▶ [PROBLEMS TO WORK ON]
A: In the forum post on range copy semantics, what does the author name as the correct solution for making non-copyable types less of a pain to work with?
B: From the forum post on range copy semantics, quote the passage starting with "I think maybe" and going on through "in O(N+M) code.".
### TEXT TO READ
Range Redesign: Copy Semantics

Mon Jan 22 05:22:44 UTC 2024

On Monday, 22 January 2024 at 03:52:02 UTC, Jonathan M Davis 
wrote:
> On Sunday, January 21, 2024 6:50:26 AM MST Alexandru Ermicioi 
> via Digitalmars- d wrote:
>> Then new input range api can also be propagated to other types 
>> of range such as forward range and further.
>
> Part of the point here is to _not_ do that, because they 
> fundamentally have different semantics.

I think maybe we're losing sight of the big picture in this 
discussion.

The big-picture, overarching goal of the range API is to provide 
a common interface between data structures and algorithms. You 
have N data structures and M algorithms, and by using this common 
interface you can implement all N*M combinations in O(N+M) code. 
Each data structure implements the range API once, and each 
algorithm is implemented once using the range API.

If you split the API in two, by making input streams (basic input 
ranges) and forward ranges completely disjoint, you undermine 
this goal. Now, each data structure has to implement *two* APIs, 
and each algorithm has to be implemented *twice*, once for input 
streams and once for forward ranges.

In practice, what's going to happen is library authors will 
simply not bother to implement both, and we will end up with gaps 
where many (data structure, algorithm) pairs are not covered.

I appreciate the desire to provide consistent copying semantics, 
but if it comes to a choice between that and having a single 
unified API, I will choose the unified API, warts and all.

> Restricting copying would make ranges borderline unusable. They 
> have to be able to be passed around and be wrappable, which 
> means either copying them or moving them, and moving them would 
> be very un-user-friendly, since it would require explicit calls 
> to move calls all over the place.

Worth noting that generic range algorithms already have to 
account for the existence of non-copyable types, since even if a 
range itself is copyable, its elements may not be.

Also, as I pointed out in an earlier reply to Walter [1], there 
are legitimate use-cases for non-copyable input streams, where 
making them copyable would incur a significant performance 
overhead.

I think the correct solution to this is something like DIP 1040, 
which makes non-copyable types less of a pain to work with in 
general.

[1] 
https://forum.dlang.org/post/sullaynnrjufookbuijt@forum.dlang.org

---

In light of the points above, my proposed copying semantics for 
input streams are:

1. Input streams MAY be non-copyable, but are not required to be.
2. If you copy an input stream and then call next() on the 
original, the behavior of both the original and the copy is 
unspecified.

That is, I think we should give up on having 100% consistent 
copying semantics in this one case, in order to keep the overall 
API unified (by supporting UFCS next()) and avoid unnecessary 
pessimization of range algorithms.

The good news is that with these semantics, if you write you 
generic code conservatively and treat all input streams as 
non-copyable, you'll get the right behavior in all cases. And if 
you don't, you'll get a compile-time error as soon as you 
actually try to pass in a non-copyable input stream, and you'll 
know exactly how to fix it. So this design is still an 
improvement on the status quo.
######
### EXCERPTED RECORDS
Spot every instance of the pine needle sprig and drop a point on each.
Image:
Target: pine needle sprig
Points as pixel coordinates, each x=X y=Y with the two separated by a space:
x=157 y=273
######
▶ [SOLUTIONS TO THE PROBLEMS]
A: Something like DIP 1040.

B:
I think maybe we're losing sight of the big picture in this 
discussion.

The big-picture, overarching goal of the range API is to provide 
a common interface between data structures and algorithms. You 
have N data structures and M algorithms, and by using this common 
interface you can implement all N*M combinations in O(N+M) code.